* Start *
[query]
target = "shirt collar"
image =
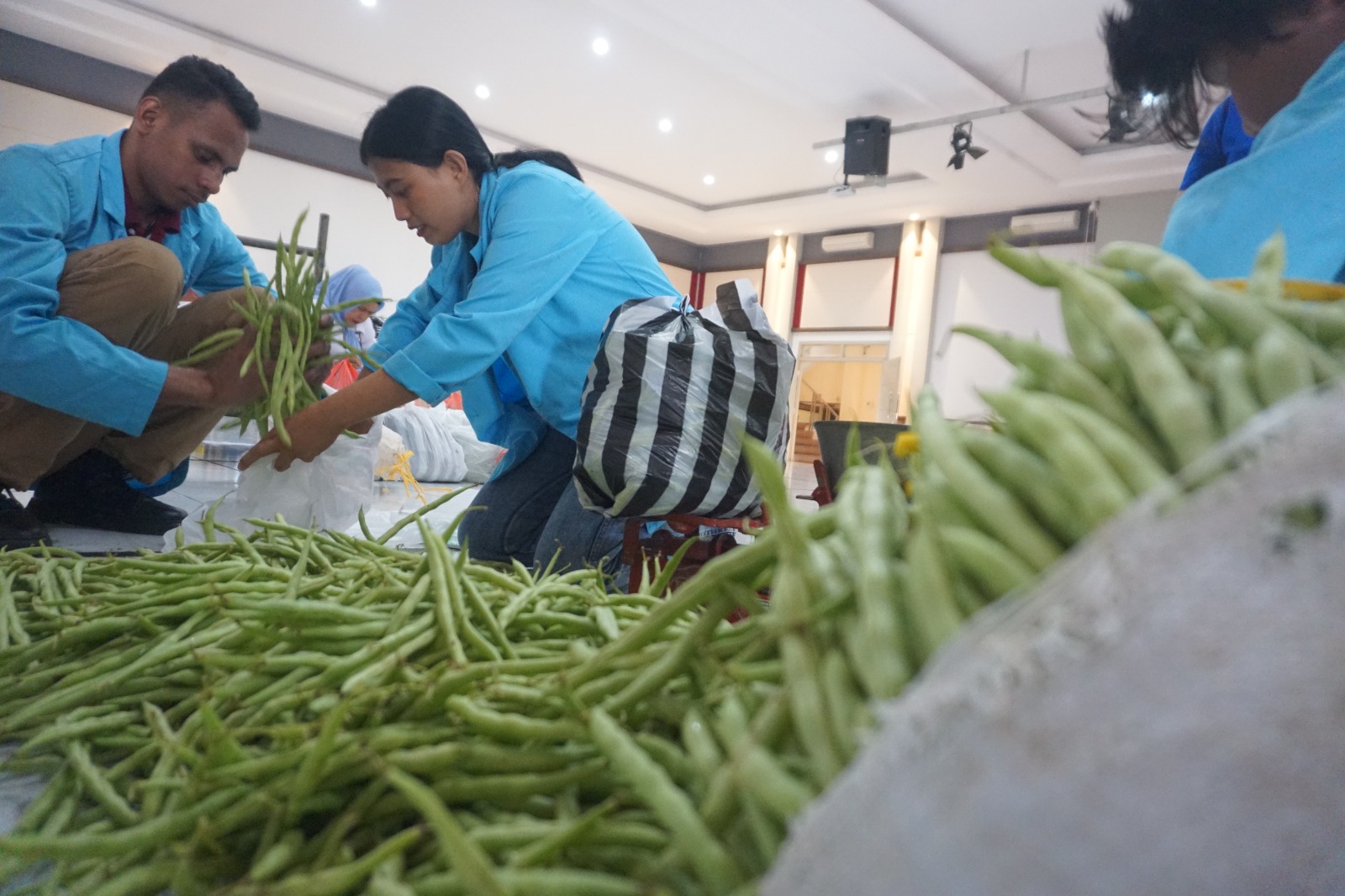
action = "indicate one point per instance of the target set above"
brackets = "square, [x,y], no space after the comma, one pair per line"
[119,205]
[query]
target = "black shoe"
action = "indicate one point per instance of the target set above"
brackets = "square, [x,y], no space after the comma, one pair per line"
[92,493]
[18,526]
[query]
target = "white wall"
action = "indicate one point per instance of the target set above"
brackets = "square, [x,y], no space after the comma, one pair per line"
[681,277]
[1138,219]
[847,295]
[261,199]
[977,289]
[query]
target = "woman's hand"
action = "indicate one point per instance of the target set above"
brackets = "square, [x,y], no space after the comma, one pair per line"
[311,432]
[315,428]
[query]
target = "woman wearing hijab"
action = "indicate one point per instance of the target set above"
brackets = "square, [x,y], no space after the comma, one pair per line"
[346,286]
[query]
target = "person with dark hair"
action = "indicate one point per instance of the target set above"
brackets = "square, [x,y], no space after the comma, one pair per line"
[100,237]
[1284,62]
[528,266]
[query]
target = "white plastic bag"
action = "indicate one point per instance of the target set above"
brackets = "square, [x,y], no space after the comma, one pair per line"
[323,494]
[444,447]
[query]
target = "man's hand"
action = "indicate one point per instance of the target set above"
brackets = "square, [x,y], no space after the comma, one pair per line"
[311,432]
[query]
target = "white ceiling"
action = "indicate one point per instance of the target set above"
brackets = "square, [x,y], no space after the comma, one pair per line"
[750,85]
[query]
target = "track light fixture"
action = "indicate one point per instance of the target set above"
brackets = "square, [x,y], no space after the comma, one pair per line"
[1123,116]
[962,145]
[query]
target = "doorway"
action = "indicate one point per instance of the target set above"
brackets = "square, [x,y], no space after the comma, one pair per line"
[842,381]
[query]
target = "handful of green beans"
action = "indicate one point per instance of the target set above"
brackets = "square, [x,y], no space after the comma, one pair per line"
[295,712]
[288,326]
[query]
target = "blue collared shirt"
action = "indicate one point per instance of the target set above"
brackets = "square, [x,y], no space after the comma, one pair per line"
[535,288]
[1290,182]
[60,199]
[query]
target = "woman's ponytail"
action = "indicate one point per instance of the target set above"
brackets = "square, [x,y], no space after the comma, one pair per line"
[546,156]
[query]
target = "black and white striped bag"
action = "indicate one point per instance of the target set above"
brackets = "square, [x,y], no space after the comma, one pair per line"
[669,401]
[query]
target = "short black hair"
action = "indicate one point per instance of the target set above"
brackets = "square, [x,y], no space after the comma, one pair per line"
[1157,46]
[201,81]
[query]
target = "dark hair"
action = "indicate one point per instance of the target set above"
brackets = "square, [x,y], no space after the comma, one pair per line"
[1157,46]
[546,156]
[421,124]
[201,81]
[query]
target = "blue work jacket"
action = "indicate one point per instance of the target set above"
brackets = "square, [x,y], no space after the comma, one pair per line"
[55,201]
[1291,182]
[535,288]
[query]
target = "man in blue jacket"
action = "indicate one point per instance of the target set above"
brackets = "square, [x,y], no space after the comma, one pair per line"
[1284,62]
[100,237]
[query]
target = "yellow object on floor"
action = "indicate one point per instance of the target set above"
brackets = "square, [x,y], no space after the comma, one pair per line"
[401,468]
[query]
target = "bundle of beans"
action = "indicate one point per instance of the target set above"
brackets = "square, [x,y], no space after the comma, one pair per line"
[300,714]
[1163,365]
[293,320]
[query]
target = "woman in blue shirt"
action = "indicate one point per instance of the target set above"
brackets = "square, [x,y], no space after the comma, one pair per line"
[347,286]
[528,264]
* End *
What is required:
Gather every line of the records that contains the string "beans", and copy each one in full. Case counts.

Exercise solution:
target = "handful of green beans"
target = "bundle of beans"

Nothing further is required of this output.